GIVEN PROBLEM A -
In the editorial on the Peter Obi movement, what old order does the movement clearly reject?
GIVEN PROBLEM B -
Print the stretch of the editorial on the Peter Obi movement from "Njenje Media News" through "for the country.", word for word.

DOCUMENT PASSAGE -
* * * * * * * * *

Njenje Media News Editorial

The Peter Obi political phenomenon is a rare political awakening in Nigeria, a movement built on competence, integrity, fairness, and a clear rejection of the old order of godfatherism, manipulation, and political backstabbing. For millions of Nigerians, especially young people, it represented hope that politics could be done differently. It was not just about one man. It was about a new political culture, a new ethical standard, and a new possibility for the country.

That is why the developments inside the Nigeria Democratic Congress (NDC), particularly in Anambra State and across the Southeast, have left many supporters deeply disturbed. What is emerging is not merely ordinary party disagreement. It is a painful pattern of internal betrayal, one that appears to be carried out by some of the very people who should have been Obi’s strongest defenders. The saddest part is that several Southeast political leaders, including a former governor of Enugu State, a former governor of Imo State, a professor from Enugu who was reportedly personally drafted to assist with the Anambra primaries, and a former senator from Anambra, are alleged to have worked against Peter Obi’s interests and defied his instructions. According to angry supporters, these are not outsiders attacking the project from afar. They are insiders weakening it from within.

* * * * * * * * *

DATA SECTION -
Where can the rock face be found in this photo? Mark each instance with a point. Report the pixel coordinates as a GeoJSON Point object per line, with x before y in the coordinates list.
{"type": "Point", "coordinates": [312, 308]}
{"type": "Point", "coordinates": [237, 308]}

* * * * * * * * *

EXERCISE RESPONSE A -
Godfatherism, manipulation, and political backstabbing.

EXERCISE RESPONSE B -
Njenje Media News Editorial

The Peter Obi political phenomenon is a rare political awakening in Nigeria, a movement built on competence, integrity, fairness, and a clear rejection of the old order of godfatherism, manipulation, and political backstabbing. For millions of Nigerians, especially young people, it represented hope that politics could be done differently. It was not just about one man. It was about a new political culture, a new ethical standard, and a new possibility for the country.